# BRIEF
Exclude the pictures and repeat all of the data exactly.

[Referring expression pointing data]
________________________________________

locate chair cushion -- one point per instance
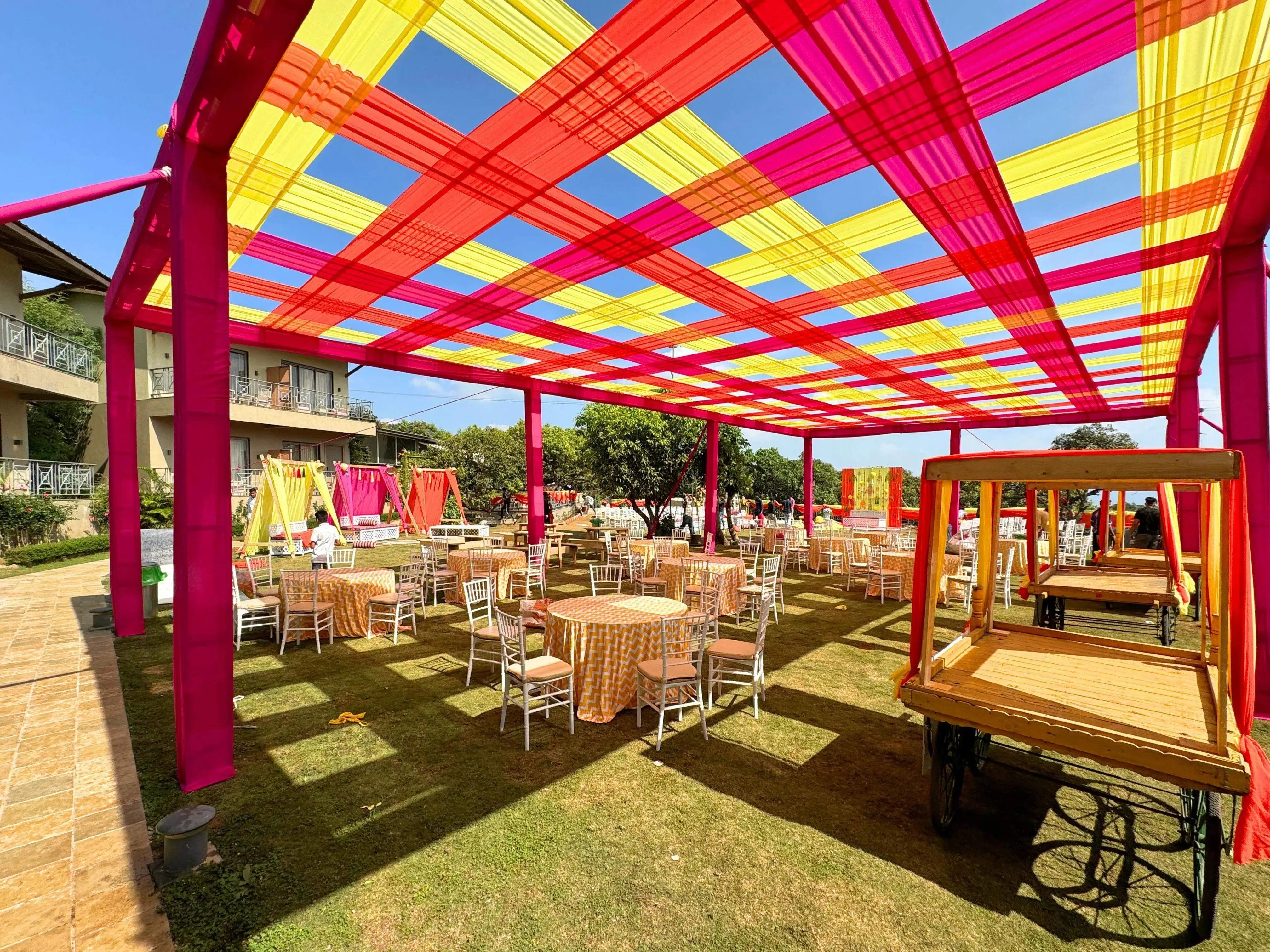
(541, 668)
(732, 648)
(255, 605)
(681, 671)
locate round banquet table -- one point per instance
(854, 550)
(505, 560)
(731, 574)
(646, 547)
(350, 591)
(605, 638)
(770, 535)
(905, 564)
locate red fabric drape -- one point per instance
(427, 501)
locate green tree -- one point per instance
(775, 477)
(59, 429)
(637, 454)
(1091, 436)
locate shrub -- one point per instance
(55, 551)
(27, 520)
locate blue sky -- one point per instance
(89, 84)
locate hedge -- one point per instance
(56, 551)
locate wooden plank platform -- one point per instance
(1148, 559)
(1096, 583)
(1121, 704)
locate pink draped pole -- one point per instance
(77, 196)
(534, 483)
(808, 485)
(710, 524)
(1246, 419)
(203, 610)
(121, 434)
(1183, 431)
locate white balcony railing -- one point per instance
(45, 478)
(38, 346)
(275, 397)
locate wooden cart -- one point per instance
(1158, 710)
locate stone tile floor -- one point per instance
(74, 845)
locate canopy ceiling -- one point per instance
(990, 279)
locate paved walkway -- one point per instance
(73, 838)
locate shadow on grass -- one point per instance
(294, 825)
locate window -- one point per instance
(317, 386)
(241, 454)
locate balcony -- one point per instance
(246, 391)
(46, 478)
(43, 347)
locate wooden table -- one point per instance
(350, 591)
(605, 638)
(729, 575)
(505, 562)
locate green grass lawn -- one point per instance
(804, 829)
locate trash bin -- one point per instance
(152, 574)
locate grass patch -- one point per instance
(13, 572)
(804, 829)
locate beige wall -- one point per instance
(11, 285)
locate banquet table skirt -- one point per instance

________________________________________

# SOLUTION
locate chair cushion -- one point per instance
(541, 668)
(732, 648)
(255, 605)
(681, 671)
locate round banquet table -- one point per instance
(854, 550)
(505, 560)
(731, 574)
(646, 547)
(350, 591)
(605, 638)
(770, 535)
(905, 564)
locate red fabric drape -- one point per instance
(427, 501)
locate green tree -- one point per instance
(775, 477)
(59, 429)
(637, 454)
(1091, 436)
locate shrub -- one point per instance
(55, 551)
(27, 520)
locate blue sky -- one point per instance
(89, 84)
locate hedge -- one point per instance
(56, 551)
locate wooden plank platform -- one point per instance
(1148, 559)
(1096, 583)
(1121, 704)
locate pink draped pole -- one point per instance
(77, 196)
(534, 483)
(808, 485)
(710, 524)
(1246, 419)
(203, 610)
(121, 434)
(1183, 431)
locate white balcony railing -- one point per instance
(45, 478)
(38, 346)
(275, 397)
locate wooden cart -- one point per instance
(1158, 710)
locate stone tile floor -- one point per instance
(74, 845)
locate canopy ceiling -- one point per instance
(990, 279)
locate paved walkway -- one point per instance
(73, 838)
locate shadow on grass -- one point per instance
(294, 825)
locate window -- one point per instance
(317, 386)
(241, 454)
locate balcony -- one point per instance
(246, 391)
(46, 478)
(43, 347)
locate wooden table -- one point per instance
(350, 591)
(605, 638)
(729, 575)
(505, 562)
locate green grass lawn -- one point per instance
(804, 829)
locate trash bin -- one point per instance
(152, 574)
locate grass patch -- one point per instance
(13, 572)
(804, 829)
locate beige wall -- one point per instance
(11, 285)
locate banquet table skirt -- one point per instance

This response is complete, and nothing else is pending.